Kopiere den folgenden Text über den Unfall eines Tesla Model S im Autopilot-Modus vollständig und ohne jede Änderung.

*Seitentext*
====

Ein Truck biegt an einer Kreuzung links ab und nimmt einem geradeaus fahrenden Fahrzeug die Vorfahrt. Soweit erst einmal ein statistisch gesehen relativ häufiger Vorfall. In diesem Fall war das Fahrzeug ein Tesla Model S im ‘Autopilot’ Modus. Das bedeutet, dass das Fahrzeug selbst die Längs- und Querführung übernommen hat (Lenken & Gas/Bremse). Die Software wird von Tesla unter Realbedingungen ‘beim Kunden’ getestet, sie ist ausdrücklich als Beta Version verfügbar, das bedeutet der Kunde darf sich nicht auf die Fehlerfreiheit verlassen, denn er hat eingewilligt sie als Testfahrer zu nutzen. Mutig von Tesla, deutsche Hersteller haben sich dagegen entschieden, wenngleich sie technisch auch so weit wären.

====

*Datensätze*
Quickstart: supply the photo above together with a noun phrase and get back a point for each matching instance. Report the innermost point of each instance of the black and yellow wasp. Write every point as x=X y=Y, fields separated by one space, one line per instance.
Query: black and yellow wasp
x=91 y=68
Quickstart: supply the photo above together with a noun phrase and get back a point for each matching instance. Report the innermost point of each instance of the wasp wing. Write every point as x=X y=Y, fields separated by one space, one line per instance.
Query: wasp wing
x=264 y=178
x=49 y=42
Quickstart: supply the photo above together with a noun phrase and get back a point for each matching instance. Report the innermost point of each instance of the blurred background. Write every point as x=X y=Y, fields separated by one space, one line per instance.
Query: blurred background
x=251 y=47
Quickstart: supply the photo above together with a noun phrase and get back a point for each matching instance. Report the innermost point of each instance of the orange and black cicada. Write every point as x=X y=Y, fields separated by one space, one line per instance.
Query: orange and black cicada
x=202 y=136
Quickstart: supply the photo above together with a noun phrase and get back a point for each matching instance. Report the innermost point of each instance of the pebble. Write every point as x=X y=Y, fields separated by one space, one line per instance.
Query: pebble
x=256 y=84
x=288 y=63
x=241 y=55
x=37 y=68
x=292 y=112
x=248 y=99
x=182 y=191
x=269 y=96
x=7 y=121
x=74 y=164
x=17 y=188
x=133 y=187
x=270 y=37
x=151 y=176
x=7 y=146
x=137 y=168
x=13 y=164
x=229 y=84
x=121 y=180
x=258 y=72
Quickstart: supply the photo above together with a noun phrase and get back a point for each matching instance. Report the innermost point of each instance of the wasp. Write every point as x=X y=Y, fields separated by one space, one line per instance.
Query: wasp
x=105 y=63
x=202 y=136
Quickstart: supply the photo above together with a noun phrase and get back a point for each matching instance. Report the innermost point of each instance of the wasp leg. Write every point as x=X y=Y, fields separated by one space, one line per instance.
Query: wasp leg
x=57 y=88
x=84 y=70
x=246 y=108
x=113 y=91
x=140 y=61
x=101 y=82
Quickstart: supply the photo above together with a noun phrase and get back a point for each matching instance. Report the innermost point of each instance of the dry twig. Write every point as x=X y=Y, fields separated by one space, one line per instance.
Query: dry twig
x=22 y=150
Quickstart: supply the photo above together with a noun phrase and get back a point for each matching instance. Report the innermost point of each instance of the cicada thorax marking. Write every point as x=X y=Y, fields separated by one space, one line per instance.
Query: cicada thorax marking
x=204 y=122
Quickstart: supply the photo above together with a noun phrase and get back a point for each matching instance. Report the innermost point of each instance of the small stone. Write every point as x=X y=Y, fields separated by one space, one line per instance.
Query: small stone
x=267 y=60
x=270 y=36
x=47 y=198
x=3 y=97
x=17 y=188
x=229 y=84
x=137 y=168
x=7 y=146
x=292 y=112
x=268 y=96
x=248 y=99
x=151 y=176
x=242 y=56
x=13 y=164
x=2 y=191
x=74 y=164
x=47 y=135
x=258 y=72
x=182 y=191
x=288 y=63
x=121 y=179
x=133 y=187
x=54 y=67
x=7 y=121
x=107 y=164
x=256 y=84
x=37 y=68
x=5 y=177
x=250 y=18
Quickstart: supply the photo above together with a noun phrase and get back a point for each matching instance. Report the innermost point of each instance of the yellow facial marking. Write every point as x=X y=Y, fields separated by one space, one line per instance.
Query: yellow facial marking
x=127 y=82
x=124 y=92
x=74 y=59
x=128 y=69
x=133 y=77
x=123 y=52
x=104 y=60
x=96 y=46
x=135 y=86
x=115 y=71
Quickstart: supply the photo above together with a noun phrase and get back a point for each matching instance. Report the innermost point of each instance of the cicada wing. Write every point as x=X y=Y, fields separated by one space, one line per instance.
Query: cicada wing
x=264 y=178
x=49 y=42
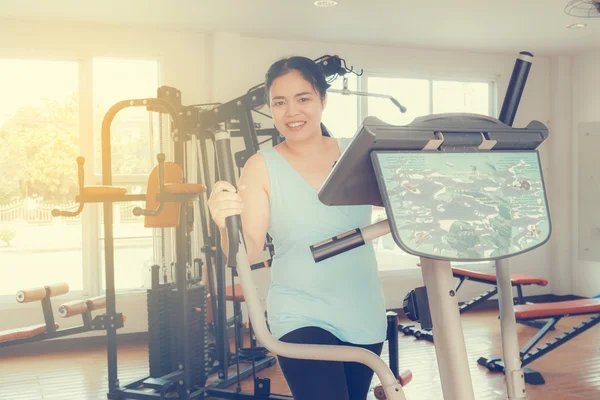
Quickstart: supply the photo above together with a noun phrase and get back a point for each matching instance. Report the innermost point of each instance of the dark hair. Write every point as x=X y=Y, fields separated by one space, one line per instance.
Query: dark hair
x=309 y=69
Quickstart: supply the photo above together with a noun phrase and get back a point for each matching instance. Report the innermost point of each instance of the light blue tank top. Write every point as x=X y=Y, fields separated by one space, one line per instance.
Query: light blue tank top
x=342 y=295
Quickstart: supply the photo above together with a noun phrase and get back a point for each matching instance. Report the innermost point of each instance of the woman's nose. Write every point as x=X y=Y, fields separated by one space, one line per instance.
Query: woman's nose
x=291 y=110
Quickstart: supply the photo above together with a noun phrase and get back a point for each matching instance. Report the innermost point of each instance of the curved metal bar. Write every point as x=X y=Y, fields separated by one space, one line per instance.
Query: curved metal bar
x=110 y=116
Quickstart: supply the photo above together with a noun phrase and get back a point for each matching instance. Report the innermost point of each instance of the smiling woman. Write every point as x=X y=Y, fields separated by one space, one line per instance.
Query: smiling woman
x=307 y=303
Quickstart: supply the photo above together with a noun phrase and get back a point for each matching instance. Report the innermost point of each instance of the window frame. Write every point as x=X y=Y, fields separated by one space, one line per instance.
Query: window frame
x=92 y=268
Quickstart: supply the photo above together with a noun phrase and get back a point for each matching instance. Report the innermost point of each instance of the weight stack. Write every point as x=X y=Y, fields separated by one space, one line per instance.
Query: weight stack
x=159 y=330
x=197 y=331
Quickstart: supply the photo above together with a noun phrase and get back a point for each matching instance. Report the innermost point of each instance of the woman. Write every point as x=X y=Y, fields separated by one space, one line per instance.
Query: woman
x=338 y=301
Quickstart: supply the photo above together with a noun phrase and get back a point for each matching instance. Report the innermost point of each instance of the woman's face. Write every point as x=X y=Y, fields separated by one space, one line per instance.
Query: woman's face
x=296 y=106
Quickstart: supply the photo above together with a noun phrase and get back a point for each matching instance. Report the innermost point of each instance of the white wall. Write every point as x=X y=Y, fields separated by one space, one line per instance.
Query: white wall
x=585 y=106
x=221 y=66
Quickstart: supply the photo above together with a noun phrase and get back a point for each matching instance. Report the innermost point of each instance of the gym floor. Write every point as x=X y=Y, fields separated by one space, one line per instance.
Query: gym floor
x=571 y=371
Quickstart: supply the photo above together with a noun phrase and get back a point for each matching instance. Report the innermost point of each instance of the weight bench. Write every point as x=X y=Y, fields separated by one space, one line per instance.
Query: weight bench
x=555 y=312
x=517 y=280
x=50 y=329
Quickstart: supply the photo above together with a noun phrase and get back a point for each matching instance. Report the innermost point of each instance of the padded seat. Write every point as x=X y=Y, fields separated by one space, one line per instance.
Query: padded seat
x=516 y=279
x=23 y=333
x=184 y=188
x=558 y=309
x=103 y=190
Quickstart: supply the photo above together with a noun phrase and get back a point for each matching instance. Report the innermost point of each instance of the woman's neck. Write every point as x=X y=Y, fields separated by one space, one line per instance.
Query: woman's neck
x=314 y=146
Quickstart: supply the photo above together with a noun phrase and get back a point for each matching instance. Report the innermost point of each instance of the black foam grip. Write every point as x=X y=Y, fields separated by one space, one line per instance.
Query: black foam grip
x=337 y=245
x=515 y=89
x=227 y=173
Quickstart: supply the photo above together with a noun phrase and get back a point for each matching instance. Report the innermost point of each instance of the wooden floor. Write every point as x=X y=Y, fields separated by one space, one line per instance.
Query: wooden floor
x=571 y=371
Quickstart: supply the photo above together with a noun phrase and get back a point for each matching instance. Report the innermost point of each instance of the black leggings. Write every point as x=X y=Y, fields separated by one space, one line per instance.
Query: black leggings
x=325 y=380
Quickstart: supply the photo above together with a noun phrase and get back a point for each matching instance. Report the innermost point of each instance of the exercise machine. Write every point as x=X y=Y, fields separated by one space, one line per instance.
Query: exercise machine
x=412 y=303
x=50 y=329
x=180 y=356
x=554 y=312
x=455 y=187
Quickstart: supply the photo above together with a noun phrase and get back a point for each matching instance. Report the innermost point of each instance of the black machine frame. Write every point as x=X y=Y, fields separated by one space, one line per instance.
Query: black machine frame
x=188 y=124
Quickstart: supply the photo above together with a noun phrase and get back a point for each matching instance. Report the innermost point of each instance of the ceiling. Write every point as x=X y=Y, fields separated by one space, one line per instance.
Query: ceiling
x=466 y=25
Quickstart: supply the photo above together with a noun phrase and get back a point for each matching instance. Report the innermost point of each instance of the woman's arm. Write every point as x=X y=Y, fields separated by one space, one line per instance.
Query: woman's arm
x=253 y=189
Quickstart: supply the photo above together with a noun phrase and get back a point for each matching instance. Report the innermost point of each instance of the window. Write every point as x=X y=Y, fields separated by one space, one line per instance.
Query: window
x=421 y=97
x=43 y=128
x=39 y=135
x=135 y=142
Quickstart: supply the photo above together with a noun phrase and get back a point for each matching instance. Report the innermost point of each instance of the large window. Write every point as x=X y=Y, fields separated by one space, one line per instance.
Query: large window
x=420 y=97
x=50 y=115
x=39 y=138
x=135 y=141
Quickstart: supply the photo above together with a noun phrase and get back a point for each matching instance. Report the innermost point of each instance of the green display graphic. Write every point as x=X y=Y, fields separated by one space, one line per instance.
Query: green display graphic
x=464 y=206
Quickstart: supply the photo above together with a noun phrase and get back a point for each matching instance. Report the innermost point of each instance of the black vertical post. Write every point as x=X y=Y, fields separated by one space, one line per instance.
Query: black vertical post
x=392 y=337
x=109 y=258
x=181 y=255
x=227 y=173
x=515 y=88
x=48 y=315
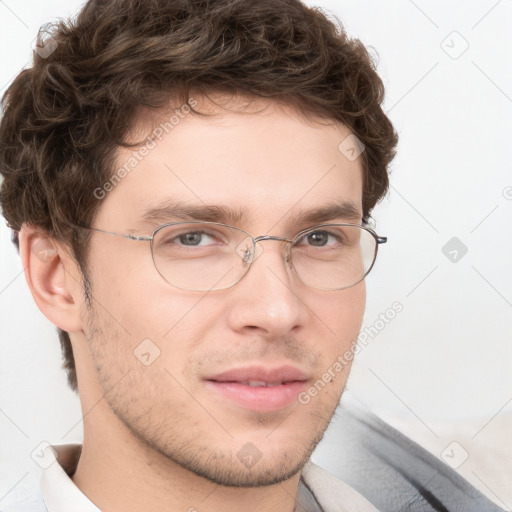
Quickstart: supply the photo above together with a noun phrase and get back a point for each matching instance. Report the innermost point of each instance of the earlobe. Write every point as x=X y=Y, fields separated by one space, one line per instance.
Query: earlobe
x=55 y=291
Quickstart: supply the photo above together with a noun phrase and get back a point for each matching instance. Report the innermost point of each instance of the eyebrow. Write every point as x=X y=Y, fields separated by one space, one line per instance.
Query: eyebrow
x=170 y=210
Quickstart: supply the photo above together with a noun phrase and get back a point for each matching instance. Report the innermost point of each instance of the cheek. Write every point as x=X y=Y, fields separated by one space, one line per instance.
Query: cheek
x=343 y=314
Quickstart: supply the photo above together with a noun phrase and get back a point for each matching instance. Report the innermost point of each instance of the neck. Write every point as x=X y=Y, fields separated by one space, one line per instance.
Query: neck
x=119 y=473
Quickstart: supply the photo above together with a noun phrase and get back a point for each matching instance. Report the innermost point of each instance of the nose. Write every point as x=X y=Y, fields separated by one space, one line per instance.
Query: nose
x=267 y=301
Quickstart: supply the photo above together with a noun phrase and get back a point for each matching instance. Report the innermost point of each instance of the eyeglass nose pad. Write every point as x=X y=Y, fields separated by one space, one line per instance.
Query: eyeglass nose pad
x=244 y=250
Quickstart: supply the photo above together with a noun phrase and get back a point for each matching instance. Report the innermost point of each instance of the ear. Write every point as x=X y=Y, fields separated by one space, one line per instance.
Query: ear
x=53 y=278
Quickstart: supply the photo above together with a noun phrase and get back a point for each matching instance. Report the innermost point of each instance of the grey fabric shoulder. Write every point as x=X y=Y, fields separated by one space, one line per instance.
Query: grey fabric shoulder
x=332 y=494
x=392 y=471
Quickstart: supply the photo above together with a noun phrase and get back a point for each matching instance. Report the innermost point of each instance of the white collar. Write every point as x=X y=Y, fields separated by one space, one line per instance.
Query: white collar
x=60 y=493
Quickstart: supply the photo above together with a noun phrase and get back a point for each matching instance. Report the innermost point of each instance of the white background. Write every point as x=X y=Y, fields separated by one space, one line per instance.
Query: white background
x=441 y=370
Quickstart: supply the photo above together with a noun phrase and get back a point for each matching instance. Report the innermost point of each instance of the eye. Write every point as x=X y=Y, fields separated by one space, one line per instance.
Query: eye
x=319 y=239
x=193 y=239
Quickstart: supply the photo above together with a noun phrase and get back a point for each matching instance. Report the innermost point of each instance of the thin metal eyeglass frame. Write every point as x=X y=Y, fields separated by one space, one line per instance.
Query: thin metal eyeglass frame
x=290 y=241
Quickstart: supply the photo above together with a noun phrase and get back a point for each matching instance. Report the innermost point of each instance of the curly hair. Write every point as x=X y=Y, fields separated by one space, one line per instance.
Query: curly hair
x=65 y=117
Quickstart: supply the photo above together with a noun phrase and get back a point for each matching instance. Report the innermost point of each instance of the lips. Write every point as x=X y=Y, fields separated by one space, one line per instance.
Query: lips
x=258 y=388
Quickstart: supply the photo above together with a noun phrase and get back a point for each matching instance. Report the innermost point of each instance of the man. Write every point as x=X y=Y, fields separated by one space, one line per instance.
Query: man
x=190 y=184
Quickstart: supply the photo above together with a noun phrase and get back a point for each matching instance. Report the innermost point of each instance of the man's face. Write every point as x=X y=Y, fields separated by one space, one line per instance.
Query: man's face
x=270 y=166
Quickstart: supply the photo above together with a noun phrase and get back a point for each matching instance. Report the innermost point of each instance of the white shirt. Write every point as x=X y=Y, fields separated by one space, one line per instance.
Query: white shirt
x=58 y=493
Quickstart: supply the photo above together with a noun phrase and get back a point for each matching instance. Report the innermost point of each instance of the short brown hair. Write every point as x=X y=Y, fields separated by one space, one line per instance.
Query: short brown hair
x=65 y=116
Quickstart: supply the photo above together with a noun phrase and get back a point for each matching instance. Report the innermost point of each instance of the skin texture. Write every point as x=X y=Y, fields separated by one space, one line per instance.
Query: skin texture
x=156 y=437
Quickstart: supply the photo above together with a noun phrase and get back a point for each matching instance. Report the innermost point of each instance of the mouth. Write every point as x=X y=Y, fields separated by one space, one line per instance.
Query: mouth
x=258 y=388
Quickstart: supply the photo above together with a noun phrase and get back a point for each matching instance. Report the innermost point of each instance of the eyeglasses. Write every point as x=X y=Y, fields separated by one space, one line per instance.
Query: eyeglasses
x=207 y=256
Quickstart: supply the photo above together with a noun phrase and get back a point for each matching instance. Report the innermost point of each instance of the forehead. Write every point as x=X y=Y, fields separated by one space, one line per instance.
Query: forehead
x=266 y=162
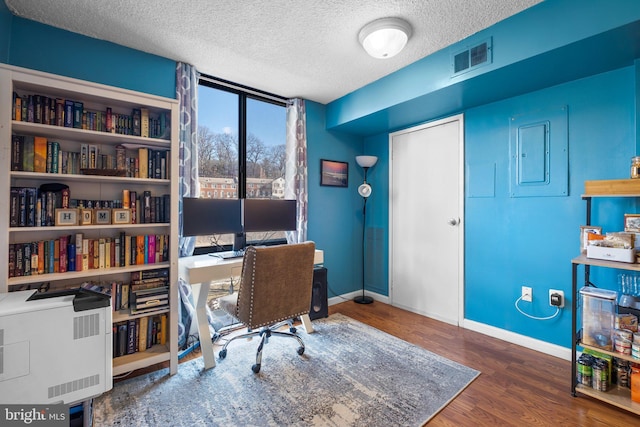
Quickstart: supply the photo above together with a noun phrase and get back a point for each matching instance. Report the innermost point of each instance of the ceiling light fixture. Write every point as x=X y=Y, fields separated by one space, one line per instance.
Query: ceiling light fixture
x=385 y=38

====

*Ausgearbeitete Lösung*
Ein Truck biegt an einer Kreuzung links ab und nimmt einem geradeaus fahrenden Fahrzeug die Vorfahrt. Soweit erst einmal ein statistisch gesehen relativ häufiger Vorfall. In diesem Fall war das Fahrzeug ein Tesla Model S im ‘Autopilot’ Modus. Das bedeutet, dass das Fahrzeug selbst die Längs- und Querführung übernommen hat (Lenken & Gas/Bremse). Die Software wird von Tesla unter Realbedingungen ‘beim Kunden’ getestet, sie ist ausdrücklich als Beta Version verfügbar, das bedeutet der Kunde darf sich nicht auf die Fehlerfreiheit verlassen, denn er hat eingewilligt sie als Testfahrer zu nutzen. Mutig von Tesla, deutsche Hersteller haben sich dagegen entschieden, wenngleich sie technisch auch so weit wären.